--- START ---

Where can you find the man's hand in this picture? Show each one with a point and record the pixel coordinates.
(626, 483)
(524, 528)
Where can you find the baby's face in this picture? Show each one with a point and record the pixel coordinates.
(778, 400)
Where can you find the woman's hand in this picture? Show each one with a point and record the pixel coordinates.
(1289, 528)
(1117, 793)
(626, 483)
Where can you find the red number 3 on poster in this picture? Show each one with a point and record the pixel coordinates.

--- END ---
--- START ---

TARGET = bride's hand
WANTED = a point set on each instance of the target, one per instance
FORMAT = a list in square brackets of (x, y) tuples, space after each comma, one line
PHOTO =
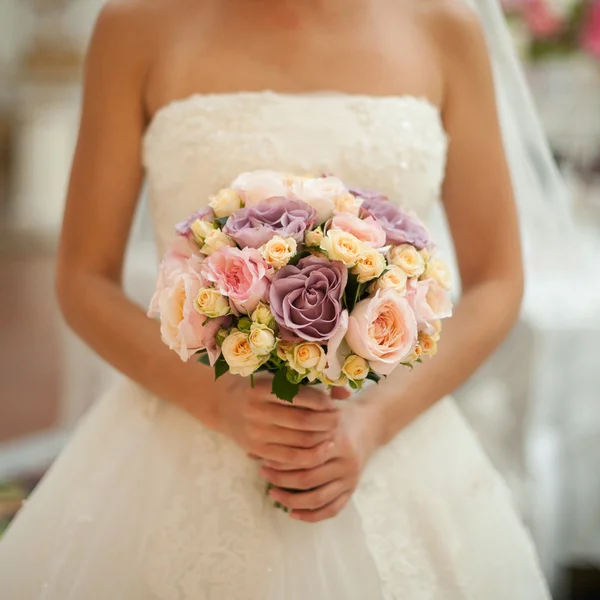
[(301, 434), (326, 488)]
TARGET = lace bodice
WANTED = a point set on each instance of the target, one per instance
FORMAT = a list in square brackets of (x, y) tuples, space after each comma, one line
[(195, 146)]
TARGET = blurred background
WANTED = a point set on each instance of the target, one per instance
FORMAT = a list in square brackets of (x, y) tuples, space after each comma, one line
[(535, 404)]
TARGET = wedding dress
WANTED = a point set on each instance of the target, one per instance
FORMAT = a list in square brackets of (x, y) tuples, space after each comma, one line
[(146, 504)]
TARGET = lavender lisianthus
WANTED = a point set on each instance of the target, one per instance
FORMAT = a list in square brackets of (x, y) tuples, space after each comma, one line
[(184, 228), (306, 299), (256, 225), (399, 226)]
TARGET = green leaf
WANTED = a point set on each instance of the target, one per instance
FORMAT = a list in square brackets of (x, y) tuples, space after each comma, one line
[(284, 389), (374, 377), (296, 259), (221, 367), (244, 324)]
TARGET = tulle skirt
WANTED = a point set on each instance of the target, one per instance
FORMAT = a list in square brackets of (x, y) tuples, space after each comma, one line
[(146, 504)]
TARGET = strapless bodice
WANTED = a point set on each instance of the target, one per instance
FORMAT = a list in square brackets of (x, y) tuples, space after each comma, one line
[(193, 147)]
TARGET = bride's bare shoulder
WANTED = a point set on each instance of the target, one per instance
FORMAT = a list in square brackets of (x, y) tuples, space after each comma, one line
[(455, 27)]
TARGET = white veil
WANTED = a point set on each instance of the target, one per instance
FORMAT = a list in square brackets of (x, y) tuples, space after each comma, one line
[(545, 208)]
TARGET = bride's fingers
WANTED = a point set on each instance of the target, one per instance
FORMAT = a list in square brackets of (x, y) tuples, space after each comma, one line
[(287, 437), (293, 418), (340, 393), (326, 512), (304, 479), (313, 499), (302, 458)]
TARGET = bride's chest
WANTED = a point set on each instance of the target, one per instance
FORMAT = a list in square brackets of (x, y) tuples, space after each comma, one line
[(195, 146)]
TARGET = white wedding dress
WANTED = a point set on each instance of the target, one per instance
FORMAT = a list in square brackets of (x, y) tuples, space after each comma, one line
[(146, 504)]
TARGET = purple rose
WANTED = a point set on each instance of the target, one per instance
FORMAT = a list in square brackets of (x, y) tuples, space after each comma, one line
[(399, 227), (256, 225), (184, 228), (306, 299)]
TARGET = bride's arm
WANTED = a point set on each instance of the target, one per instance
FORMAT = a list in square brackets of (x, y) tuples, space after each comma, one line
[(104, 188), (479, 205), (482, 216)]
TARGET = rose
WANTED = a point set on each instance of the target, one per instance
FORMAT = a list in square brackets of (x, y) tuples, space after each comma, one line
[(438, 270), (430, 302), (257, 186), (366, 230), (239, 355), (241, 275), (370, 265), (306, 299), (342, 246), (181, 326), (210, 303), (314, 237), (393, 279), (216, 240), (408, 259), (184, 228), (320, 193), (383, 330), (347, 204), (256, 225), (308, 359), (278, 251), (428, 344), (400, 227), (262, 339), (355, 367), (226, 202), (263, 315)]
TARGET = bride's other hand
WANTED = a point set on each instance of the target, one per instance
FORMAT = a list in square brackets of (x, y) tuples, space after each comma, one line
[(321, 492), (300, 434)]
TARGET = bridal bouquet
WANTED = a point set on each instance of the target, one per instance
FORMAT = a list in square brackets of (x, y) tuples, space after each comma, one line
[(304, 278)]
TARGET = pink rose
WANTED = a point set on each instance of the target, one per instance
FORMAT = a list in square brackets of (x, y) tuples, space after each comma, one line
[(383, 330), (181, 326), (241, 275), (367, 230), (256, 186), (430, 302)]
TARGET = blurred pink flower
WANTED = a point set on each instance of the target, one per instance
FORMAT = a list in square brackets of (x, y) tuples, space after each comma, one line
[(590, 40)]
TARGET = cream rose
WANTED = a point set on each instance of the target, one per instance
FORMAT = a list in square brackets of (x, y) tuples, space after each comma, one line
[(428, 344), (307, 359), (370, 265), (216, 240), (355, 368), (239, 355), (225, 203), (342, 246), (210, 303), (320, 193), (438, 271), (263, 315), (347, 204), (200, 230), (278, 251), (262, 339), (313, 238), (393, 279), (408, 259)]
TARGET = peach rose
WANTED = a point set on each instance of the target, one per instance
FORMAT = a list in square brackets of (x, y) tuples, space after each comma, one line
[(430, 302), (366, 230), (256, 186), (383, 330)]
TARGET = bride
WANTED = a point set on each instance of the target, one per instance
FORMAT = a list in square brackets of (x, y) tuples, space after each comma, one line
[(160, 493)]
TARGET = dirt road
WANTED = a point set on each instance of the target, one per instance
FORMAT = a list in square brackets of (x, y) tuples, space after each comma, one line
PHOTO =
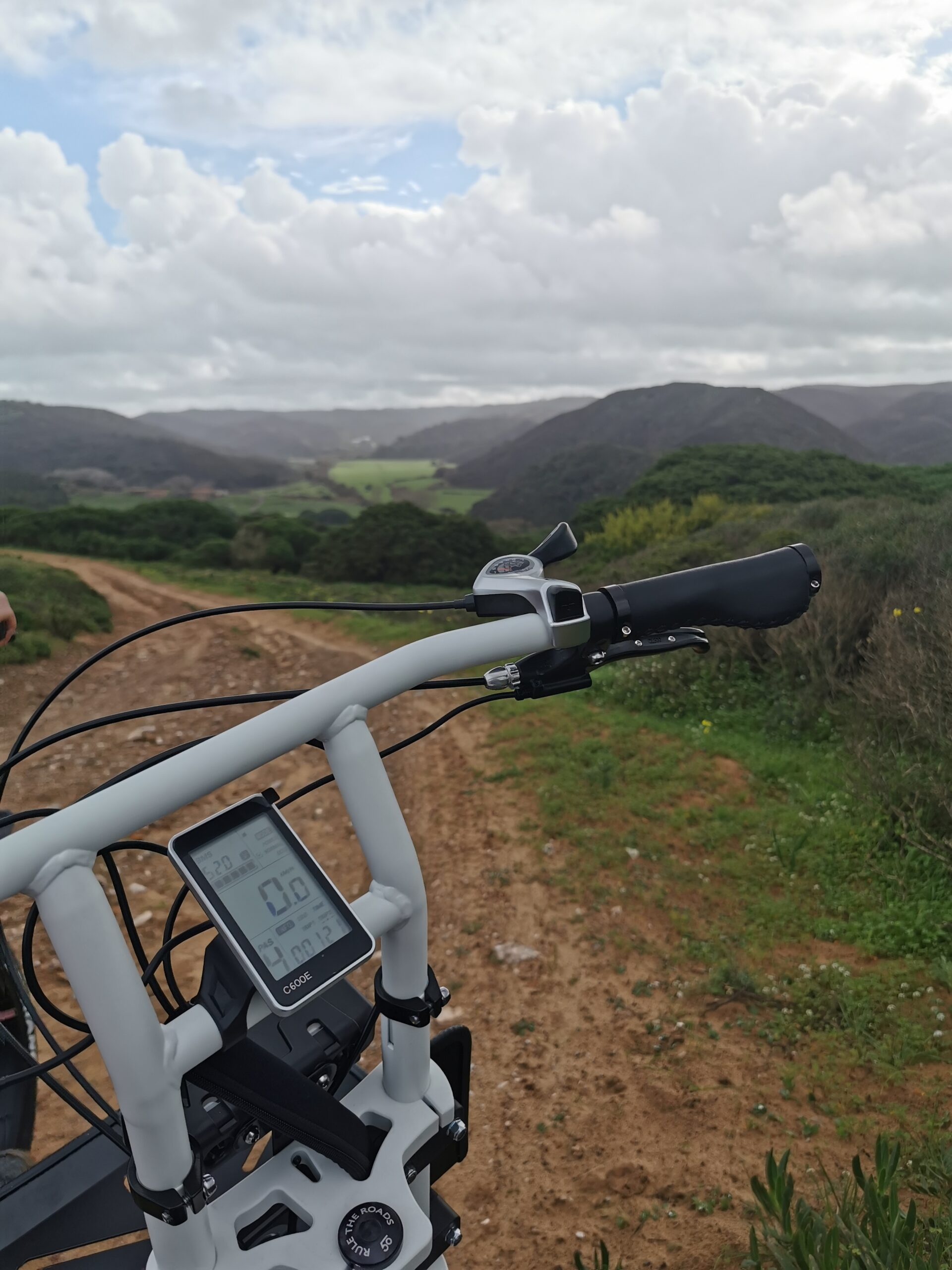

--- END ---

▶ [Task item] Identify the lines above with the word "rose". Copy them.

▶ [Your solution]
TARGET = purple rose
TARGET = rose
TARGET = pink rose
TARGET = cream rose
TARGET = peach rose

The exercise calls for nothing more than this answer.